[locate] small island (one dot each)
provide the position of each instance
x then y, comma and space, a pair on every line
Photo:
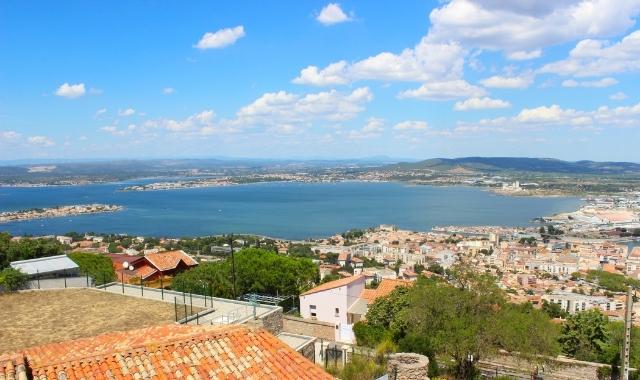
57, 211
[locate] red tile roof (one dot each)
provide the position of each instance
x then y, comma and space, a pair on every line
334, 284
145, 271
170, 352
385, 287
12, 367
168, 260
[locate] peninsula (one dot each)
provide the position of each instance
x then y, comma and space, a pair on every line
57, 211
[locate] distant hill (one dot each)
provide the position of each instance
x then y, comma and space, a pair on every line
522, 164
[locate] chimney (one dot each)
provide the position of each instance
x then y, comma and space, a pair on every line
408, 366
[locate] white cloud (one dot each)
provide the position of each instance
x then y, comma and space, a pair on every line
604, 82
126, 112
425, 62
523, 55
618, 96
520, 28
332, 14
499, 81
287, 108
71, 91
41, 141
333, 74
372, 129
9, 135
443, 91
115, 131
411, 125
592, 58
556, 116
481, 103
221, 38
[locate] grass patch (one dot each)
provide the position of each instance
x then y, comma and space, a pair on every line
38, 317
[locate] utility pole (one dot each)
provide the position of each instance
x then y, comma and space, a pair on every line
626, 349
233, 265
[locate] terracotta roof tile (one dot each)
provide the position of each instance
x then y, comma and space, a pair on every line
168, 260
333, 284
167, 352
385, 287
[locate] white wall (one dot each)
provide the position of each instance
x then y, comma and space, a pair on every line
327, 301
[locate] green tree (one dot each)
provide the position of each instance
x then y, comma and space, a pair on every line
96, 266
584, 335
12, 280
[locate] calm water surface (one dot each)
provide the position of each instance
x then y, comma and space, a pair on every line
286, 210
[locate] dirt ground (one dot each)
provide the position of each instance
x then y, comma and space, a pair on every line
33, 318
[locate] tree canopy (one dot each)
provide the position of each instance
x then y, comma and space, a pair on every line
257, 271
452, 321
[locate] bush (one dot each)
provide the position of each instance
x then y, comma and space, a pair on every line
12, 280
96, 266
369, 335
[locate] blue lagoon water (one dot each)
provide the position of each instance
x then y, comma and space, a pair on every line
285, 210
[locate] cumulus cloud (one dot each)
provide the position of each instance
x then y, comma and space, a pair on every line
443, 91
126, 112
286, 108
221, 38
71, 91
604, 82
618, 96
499, 81
411, 125
41, 141
425, 62
9, 135
556, 116
481, 103
522, 28
373, 128
332, 14
593, 58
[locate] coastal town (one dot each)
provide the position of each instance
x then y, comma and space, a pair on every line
57, 212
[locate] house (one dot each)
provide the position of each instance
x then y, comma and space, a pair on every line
330, 301
152, 266
344, 259
164, 352
358, 310
47, 267
64, 240
409, 275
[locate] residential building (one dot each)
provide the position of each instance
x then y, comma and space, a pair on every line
329, 302
164, 352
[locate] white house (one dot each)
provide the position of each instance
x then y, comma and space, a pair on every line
330, 302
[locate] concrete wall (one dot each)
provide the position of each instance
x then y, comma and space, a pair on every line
271, 321
557, 369
319, 329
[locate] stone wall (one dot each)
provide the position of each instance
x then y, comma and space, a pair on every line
408, 366
556, 369
301, 326
272, 321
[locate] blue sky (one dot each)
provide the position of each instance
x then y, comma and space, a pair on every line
300, 79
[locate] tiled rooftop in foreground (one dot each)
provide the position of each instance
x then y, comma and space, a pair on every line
164, 352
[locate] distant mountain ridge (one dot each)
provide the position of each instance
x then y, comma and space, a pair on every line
522, 164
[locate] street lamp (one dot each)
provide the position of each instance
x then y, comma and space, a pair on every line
233, 264
125, 266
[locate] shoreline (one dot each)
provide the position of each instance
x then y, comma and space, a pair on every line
57, 212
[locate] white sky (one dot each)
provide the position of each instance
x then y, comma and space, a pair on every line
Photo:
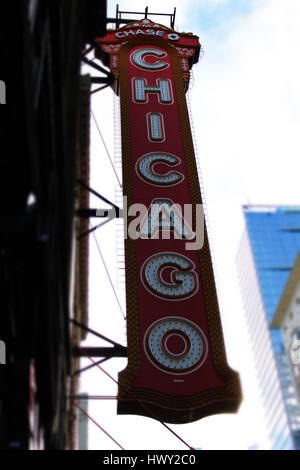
246, 114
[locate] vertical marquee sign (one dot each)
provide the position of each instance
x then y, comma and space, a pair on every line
177, 369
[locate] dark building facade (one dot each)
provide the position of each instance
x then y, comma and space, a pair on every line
43, 151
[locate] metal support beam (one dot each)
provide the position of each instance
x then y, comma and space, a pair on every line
82, 183
118, 20
96, 66
88, 213
116, 351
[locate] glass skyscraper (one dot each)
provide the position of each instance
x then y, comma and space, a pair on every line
266, 256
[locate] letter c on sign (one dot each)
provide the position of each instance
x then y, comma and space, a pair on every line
137, 57
145, 169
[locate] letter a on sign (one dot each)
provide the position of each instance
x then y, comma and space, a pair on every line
177, 369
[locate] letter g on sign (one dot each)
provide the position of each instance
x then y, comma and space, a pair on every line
170, 275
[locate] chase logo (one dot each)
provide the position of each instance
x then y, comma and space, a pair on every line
2, 353
2, 92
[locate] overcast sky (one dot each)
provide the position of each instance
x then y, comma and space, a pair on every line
245, 104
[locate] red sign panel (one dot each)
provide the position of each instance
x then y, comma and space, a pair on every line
177, 369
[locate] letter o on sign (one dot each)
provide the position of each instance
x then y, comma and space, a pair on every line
175, 345
170, 275
173, 37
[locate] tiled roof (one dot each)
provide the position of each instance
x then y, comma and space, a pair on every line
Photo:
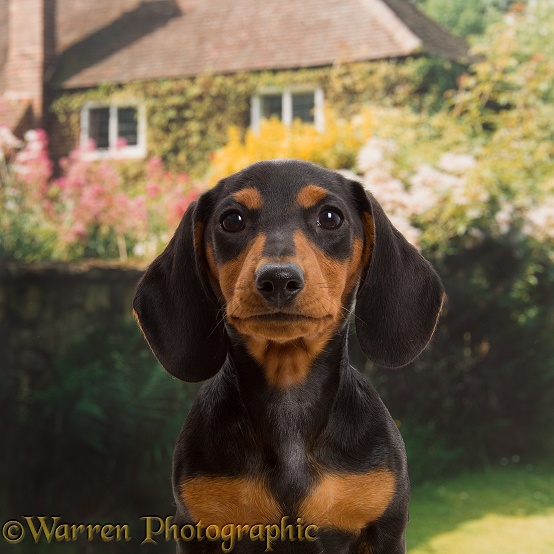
116, 41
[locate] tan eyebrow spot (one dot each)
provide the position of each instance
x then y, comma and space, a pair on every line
310, 195
250, 198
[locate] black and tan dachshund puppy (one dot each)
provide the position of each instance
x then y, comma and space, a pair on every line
255, 293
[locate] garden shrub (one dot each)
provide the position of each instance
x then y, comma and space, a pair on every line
92, 438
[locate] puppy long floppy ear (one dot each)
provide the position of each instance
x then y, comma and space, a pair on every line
400, 296
175, 307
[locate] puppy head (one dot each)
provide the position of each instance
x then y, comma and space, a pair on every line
275, 255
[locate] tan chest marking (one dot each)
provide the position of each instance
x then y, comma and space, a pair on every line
348, 502
223, 500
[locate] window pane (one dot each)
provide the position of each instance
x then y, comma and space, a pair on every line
99, 127
127, 125
272, 104
303, 105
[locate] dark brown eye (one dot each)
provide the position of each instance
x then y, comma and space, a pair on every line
329, 219
232, 222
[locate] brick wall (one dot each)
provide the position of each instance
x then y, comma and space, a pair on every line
31, 51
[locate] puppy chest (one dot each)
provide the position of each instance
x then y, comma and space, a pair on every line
331, 500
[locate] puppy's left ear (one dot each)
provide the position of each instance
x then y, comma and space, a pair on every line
400, 297
176, 307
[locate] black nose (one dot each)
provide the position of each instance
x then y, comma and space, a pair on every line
279, 283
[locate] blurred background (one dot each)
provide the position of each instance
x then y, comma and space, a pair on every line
115, 116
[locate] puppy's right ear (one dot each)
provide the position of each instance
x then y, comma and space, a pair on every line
175, 306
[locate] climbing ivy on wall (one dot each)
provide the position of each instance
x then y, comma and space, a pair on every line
187, 119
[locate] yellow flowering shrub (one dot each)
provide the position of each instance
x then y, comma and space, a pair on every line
335, 147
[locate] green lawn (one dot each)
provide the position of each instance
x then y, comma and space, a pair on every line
502, 511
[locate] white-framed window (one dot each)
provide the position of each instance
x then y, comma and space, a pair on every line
304, 103
117, 130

WORK INSTRUCTIONS: Reproduce the material above with every "one dot each" changed to "one point per item" and everything else kept the same, but leave out the pictures.

RESULT:
[locate] small island (one point per item)
provide the position of each instance
x then y, comma and space, a pair on every line
Photo:
57, 211
[locate] red tile roof (one point per item)
provide the position of each instance
x then y, comma and space, a pair on every line
334, 284
145, 271
170, 352
385, 287
12, 367
168, 260
[locate] peninsula (one point per item)
provide the position of each instance
x then y, comma and space, a pair on every line
57, 211
[locate] distant hill (one point per item)
provide the position of each instance
x then y, comma and space, a pair on every line
522, 164
[locate] chimney (one point per item)
provide the position of each instance
x then y, comma and space, a pair on every line
408, 366
[locate] white cloud (one point per item)
provide the position of each instance
x then y, comma and space, a pair on every line
604, 82
126, 112
425, 62
523, 55
618, 96
520, 28
332, 14
499, 81
287, 108
71, 91
41, 141
333, 74
372, 129
9, 135
443, 91
115, 131
411, 125
592, 58
556, 116
481, 103
221, 38
[locate] grass patch (one point per item)
provide the position of each instance
x then y, comma and space, a pair on every line
38, 317
[locate] utility pole (one point per item)
provide the position of each instance
x then y, comma and space, a pair on every line
626, 349
233, 265
[locate] terracotta roof tile (one point per item)
provide the position of each instance
x then y, comma and space, a pair on every line
168, 260
333, 284
167, 352
385, 287
[locate] white wall (one point per item)
provide the position of each instance
x then y, comma and space, a pair on every line
327, 301
[locate] green tree (one point per item)
provide the position of each instance
x then y, comma and space, a pair on every line
96, 266
584, 335
12, 280
[locate] calm water surface (one point per item)
provide the position of each instance
x then y, comma and space, a pair on every line
286, 210
[locate] dirt ground (one point per item)
provide the position of each instance
x then y, comma and space, a pair on every line
33, 318
[locate] tree canopy (one point per item)
provide the position of each instance
x then y, comma and space, a pair on every line
257, 271
452, 321
[locate] bush (one point per item)
provide the position of each instance
x then y, comma and space, a pair on every line
12, 280
96, 266
369, 335
[locate] blue lagoon water (one point per item)
provide the position of each instance
x then y, comma and space, a pair on every line
285, 210
[locate] cumulus cloud (one point per item)
provide the position of each instance
x then y, comma and space, a pair on every line
443, 91
126, 112
286, 108
221, 38
71, 91
604, 82
618, 96
499, 81
411, 125
41, 141
425, 62
9, 135
556, 116
481, 103
522, 28
373, 128
332, 14
593, 58
[locate] coastal town (one point per item)
provide the position of each instance
x then y, comma and space, a pair on every line
57, 212
[locate] house (one point per item)
provide the position of each instance
x then y, comma and space, a pair on every line
330, 301
152, 266
344, 259
164, 352
358, 310
47, 267
64, 240
409, 275
[locate] residential building (one point per item)
provide the position of each instance
x then y, comma and space, a pair on every line
329, 302
164, 352
[locate] white house (one point per item)
provide the position of each instance
x then y, comma and space, a pair on every line
330, 302
[locate] concrete wall (one point per item)
provide the position of each instance
x then y, comma and space, a pair on every line
271, 321
557, 369
319, 329
[locate] stone wall (one point per item)
provide the position of each instance
x then y, comma and space, a pair on every line
408, 366
556, 369
301, 326
272, 321
[locate] blue sky (one point per item)
provide the position of each instance
x then y, comma and space, a pair on every line
300, 79
[locate] tiled rooftop in foreground (one point per item)
provide the position of each instance
x then y, comma and space, a pair on every line
164, 352
[locate] distant mountain ridge (one point per item)
provide the position of each instance
x then y, comma and space, a pair on every line
522, 164
[locate] street lamp (one point per item)
provide the position of each instance
x then y, comma and space, a pair on every line
233, 264
125, 266
[locate] shoreline (one point per item)
provide the position of each instance
x then y, comma and space, a pair on every line
57, 212
[locate] white sky (one point per item)
provide the position of each instance
x then y, comma and space, a pair on every line
Photo:
246, 114
[locate] vertical marquee sign (one point per item)
provide the position of each instance
x then y, comma and space, a pair on every line
177, 369
[locate] dark building facade (one point per item)
provide the position of each instance
x then y, comma and space, a pair on every line
43, 151
[locate] metal support beam (one point per item)
provide the position of each instance
x then y, comma and space, a pair on every line
82, 183
118, 20
96, 66
88, 213
116, 351
[locate] glass skyscraper (one point per item)
provide the position of each instance
x then y, comma and space, a pair on every line
266, 256
[locate] letter c on sign (one point per item)
provide the position of each instance
x then y, comma and space, a pair on every line
137, 57
145, 169
[locate] letter a on sign (one point per item)
provide the position of each instance
x then y, comma and space, a pair on every line
177, 369
[locate] letter g on sign (one point per item)
provide the position of each instance
x then y, comma and space, a pair on every line
170, 275
[locate] chase logo (one point per item)
provide the position of each instance
x then y, comma and space, a pair on every line
2, 353
2, 92
[locate] overcast sky (one point per item)
provide the position of each instance
x then y, comma and space, a pair on every line
245, 104
[locate] red sign panel (one point per item)
provide the position of each instance
x then y, comma and space, a pair on every line
177, 369
[locate] letter o on sign (one point per item)
provide the position of each instance
x then y, comma and space, a pair on every line
175, 345
170, 275
173, 37
[locate] tiled roof (one point per item)
provide the position of each instance
x then y, comma and space, a pair on every line
Photo:
116, 41
[locate] tan eyebrow spot (one point per item)
provide the position of each instance
x then y, comma and space, a pair on every line
310, 195
250, 198
[locate] black and tan dachshund puppy (one point per item)
provide the position of each instance
x then y, comma and space, a pair on every line
255, 293
[locate] garden shrub (one point per item)
provide the position of each instance
x then y, comma and space, a pair on every line
92, 438
[locate] puppy long floppy ear (one point per item)
provide the position of each instance
x then y, comma and space, a pair on every line
400, 296
175, 307
[locate] puppy head (one point per item)
provide the position of each instance
x then y, comma and space, a pair on every line
275, 255
[locate] tan chest marking (one point per item)
provide the position of each instance
x then y, comma and space, a pair on every line
348, 502
223, 500
[locate] window pane (one point per item)
provide the position of each instance
x then y, comma and space, a pair on every line
99, 127
127, 125
272, 104
303, 105
[locate] dark brown eye (one point per item)
provide the position of each instance
x then y, comma and space, a pair on every line
329, 219
232, 222
[locate] brick wall (one point per item)
provide the position of each instance
x then y, comma and space, a pair on every line
31, 51
[locate] puppy chest (one point per item)
provide the position of each instance
x then y, comma and space, a pair on every line
331, 500
[locate] puppy's left ear (one point per item)
provide the position of each instance
x then y, comma and space, a pair on every line
400, 297
176, 307
[locate] black nose (one point per item)
provide the position of each instance
x then y, comma and space, a pair on every line
279, 283
[locate] blurred background (one point per item)
provide the position of each instance
x then y, comma and space, a pair on every line
115, 116
[locate] puppy's right ear (one point per item)
provide the position of each instance
x then y, comma and space, a pair on every line
175, 306
[locate] climbing ivy on wall (one point per item)
provide the position of each instance
x then y, comma and space, a pair on every line
187, 119
[locate] yellow flowering shrub (one point per item)
provide the position of each instance
x then y, comma and space, a pair on every line
335, 147
[locate] green lawn (one point per item)
provide the position of each instance
x then y, comma and space, a pair on every line
502, 511
[locate] white-framed window (one point per item)
provide the position of each instance
x then y, comma and space, a pair on every line
304, 103
117, 130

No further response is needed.